SET TASK → Reproduce the passage of the self-care text between "Have you ever" and "in your inbox!", inclusive, and switch "massage" to "facial".

TEXT BLOCK →
--- START ---
KEY POINTS-

  • Understanding anxiety styles can facilitate stress reduction.
  • True self-care provides lasting positive benefits.
  • True self-care is unique for everyone.
  • Replacing surface self-care with true self-care can improve mental health.
David Lezcano/Unsplash
David Lezcano/Unsplash

Have you ever taken the time (and spent the money) to get a lovely massage or take an incredible vacation, only to come home feeling even more stressed than when you left? Those feelings of relaxation and calm you experienced during your “break” were wonderful. Yet the benefits seem to disappear in the blink of an eye. Suddenly, you’re in an argument with your partner or overwhelmed by the number of emails in your inbox!

 

This often happens when people confuse true self-care with surface self-care. It’s incredibly easy to do. Nobody teaches us the difference between the two. “True” self-care differs for everyone, so it can easily become hazy and confusing. Only you can determine what is true self-care for yourself.

True self-care is any activity or practice that creates joy and increases levels in your emotional bank account. It refuels you. Further, it doesn’t always look like some sort of luxurious experience.

 

In my new book, The Unflustered Mom, I outline a framework of five anxiety styles. These styles are based on our core emotional drivers and trigger points. Individuals with these five styles (what I call Lovers, Fighters, Dynamos, Executives, and Visionaries) are triggered by different things and refuel their emotional bank accounts in distinct ways.

 

For instance, those with the Dynamo anxiety style feel most refueled when they take time to accomplish or make significant progress on a project that is very important to them. When they do this, they are much less irritable and significantly less flusterable for the remainder of the day.

For Lovers, true self-care might look like a hike with their best friend, a romantic dinner with their partner, or a long talk on the phone with their mother. Those with the Executive anxiety style might feel most emotionally replenished when they have the time and energy to clean, plan, and organize an important area of their life.

 

For Visionaries, true self-care might look like a retreat or workshop with other visionaries where they can connect and share their big plans for impacting the future. Fighters, on the other hand, may consider signing up for a sprint marathon or a weekend trip somewhere they’ve never been before as true self-care.
--- END ---
GIVEN ENTRIES →
--- START ---
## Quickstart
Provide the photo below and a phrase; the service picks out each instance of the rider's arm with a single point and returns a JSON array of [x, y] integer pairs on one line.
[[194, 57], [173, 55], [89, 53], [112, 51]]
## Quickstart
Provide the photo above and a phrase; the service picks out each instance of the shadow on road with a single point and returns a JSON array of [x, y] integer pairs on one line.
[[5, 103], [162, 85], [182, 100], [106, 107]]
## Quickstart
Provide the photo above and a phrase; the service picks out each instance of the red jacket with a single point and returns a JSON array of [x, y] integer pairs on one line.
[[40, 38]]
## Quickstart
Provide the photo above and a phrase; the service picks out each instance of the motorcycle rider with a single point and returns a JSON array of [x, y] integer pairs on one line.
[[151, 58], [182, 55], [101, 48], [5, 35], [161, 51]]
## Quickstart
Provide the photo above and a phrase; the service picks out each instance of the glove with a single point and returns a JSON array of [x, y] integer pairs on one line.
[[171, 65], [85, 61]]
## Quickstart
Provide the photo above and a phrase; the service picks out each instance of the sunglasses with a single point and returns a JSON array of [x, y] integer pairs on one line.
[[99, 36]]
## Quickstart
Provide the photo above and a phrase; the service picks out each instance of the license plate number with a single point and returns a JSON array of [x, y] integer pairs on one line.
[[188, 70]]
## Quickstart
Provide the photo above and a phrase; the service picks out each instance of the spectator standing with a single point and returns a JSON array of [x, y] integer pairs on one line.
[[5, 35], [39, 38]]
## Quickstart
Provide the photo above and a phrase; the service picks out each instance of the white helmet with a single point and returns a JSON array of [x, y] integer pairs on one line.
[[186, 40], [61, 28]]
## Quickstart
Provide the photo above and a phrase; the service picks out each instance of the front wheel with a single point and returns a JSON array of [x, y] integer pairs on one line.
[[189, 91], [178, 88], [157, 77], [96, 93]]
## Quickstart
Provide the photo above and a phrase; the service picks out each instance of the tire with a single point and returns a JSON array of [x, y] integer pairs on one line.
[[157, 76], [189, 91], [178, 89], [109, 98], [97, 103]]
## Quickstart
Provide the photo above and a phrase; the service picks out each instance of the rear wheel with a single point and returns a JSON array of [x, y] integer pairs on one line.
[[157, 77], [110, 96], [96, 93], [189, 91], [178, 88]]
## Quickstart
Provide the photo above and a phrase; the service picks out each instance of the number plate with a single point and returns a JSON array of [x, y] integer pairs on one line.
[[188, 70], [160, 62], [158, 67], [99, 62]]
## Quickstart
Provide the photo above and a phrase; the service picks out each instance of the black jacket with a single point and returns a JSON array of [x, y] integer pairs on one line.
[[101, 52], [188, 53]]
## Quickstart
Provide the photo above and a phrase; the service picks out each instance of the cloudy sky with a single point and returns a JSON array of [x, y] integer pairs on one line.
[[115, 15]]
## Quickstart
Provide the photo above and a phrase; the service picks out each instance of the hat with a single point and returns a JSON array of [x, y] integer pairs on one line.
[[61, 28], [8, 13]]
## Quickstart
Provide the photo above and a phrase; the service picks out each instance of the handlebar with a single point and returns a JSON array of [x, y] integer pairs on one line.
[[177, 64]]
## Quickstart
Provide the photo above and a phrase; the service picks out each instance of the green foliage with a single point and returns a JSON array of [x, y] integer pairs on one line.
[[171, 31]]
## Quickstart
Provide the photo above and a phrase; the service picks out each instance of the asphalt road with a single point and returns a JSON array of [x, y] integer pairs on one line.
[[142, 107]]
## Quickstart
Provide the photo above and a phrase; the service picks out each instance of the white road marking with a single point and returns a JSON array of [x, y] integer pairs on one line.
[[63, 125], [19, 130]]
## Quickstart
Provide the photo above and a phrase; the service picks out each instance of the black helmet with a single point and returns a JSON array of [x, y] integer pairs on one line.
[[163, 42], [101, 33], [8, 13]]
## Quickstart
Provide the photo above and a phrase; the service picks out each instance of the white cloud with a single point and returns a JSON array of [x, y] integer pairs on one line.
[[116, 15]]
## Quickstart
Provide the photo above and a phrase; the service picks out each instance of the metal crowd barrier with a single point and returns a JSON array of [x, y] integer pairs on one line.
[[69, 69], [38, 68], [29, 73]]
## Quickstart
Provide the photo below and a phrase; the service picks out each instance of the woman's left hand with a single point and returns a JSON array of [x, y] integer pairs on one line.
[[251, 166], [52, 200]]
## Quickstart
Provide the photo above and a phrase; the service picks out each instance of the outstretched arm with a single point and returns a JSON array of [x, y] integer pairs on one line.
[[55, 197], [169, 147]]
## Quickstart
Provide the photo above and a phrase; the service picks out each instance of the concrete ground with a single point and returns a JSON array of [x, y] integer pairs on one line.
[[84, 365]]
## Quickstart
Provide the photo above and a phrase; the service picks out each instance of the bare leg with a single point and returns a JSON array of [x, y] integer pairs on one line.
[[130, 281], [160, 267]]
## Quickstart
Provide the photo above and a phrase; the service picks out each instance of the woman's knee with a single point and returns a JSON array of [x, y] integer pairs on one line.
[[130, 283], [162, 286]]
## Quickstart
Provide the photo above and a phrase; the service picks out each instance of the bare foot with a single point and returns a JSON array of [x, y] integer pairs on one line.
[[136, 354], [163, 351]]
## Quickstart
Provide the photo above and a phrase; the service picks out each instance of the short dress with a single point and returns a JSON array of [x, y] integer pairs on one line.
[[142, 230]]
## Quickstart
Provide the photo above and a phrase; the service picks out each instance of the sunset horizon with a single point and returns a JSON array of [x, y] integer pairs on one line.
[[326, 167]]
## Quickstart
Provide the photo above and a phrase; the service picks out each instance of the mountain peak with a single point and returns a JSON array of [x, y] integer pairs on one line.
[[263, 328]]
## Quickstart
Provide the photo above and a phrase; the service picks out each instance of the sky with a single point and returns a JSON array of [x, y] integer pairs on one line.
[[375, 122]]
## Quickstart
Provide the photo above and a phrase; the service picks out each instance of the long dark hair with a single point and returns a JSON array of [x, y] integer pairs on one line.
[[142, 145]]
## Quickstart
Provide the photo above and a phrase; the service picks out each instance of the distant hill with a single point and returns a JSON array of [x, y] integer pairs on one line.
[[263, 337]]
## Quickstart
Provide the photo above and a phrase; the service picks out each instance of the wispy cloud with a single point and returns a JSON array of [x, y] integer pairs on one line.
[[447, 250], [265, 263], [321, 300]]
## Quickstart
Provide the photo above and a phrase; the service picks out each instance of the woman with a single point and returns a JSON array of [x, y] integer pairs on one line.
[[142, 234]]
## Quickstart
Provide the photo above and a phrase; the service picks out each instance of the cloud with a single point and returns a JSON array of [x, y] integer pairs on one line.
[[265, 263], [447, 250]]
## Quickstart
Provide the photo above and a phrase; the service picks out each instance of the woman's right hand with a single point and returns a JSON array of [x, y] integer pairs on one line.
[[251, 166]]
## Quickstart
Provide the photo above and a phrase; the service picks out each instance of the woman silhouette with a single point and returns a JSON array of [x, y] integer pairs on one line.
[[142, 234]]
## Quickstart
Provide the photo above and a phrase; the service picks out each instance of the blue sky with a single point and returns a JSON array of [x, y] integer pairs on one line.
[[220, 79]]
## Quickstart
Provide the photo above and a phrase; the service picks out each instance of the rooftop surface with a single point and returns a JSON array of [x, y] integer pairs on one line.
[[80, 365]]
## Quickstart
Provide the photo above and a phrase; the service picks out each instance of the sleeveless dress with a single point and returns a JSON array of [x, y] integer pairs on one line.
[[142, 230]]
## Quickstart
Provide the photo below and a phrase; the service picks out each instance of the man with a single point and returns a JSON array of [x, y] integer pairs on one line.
--- END ---
THE SOLUTION →
Have you ever taken the time (and spent the money) to get a lovely facial or take an incredible vacation, only to come home feeling even more stressed than when you left? Those feelings of relaxation and calm you experienced during your “break” were wonderful. Yet the benefits seem to disappear in the blink of an eye. Suddenly, you’re in an argument with your partner or overwhelmed by the number of emails in your inbox!